● What this task involves
Convert each line of the records to a string in a single JSON list, one string per line, leaving out blank lines.

######

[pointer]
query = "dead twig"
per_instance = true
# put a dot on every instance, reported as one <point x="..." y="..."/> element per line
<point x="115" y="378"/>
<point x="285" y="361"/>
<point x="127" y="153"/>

######

● Exercise result
[
  "[pointer]",
  "query = \"dead twig\"",
  "per_instance = true",
  "# put a dot on every instance, reported as one <point x=\"...\" y=\"...\"/> element per line",
  "<point x=\"115\" y=\"378\"/>",
  "<point x=\"285\" y=\"361\"/>",
  "<point x=\"127\" y=\"153\"/>"
]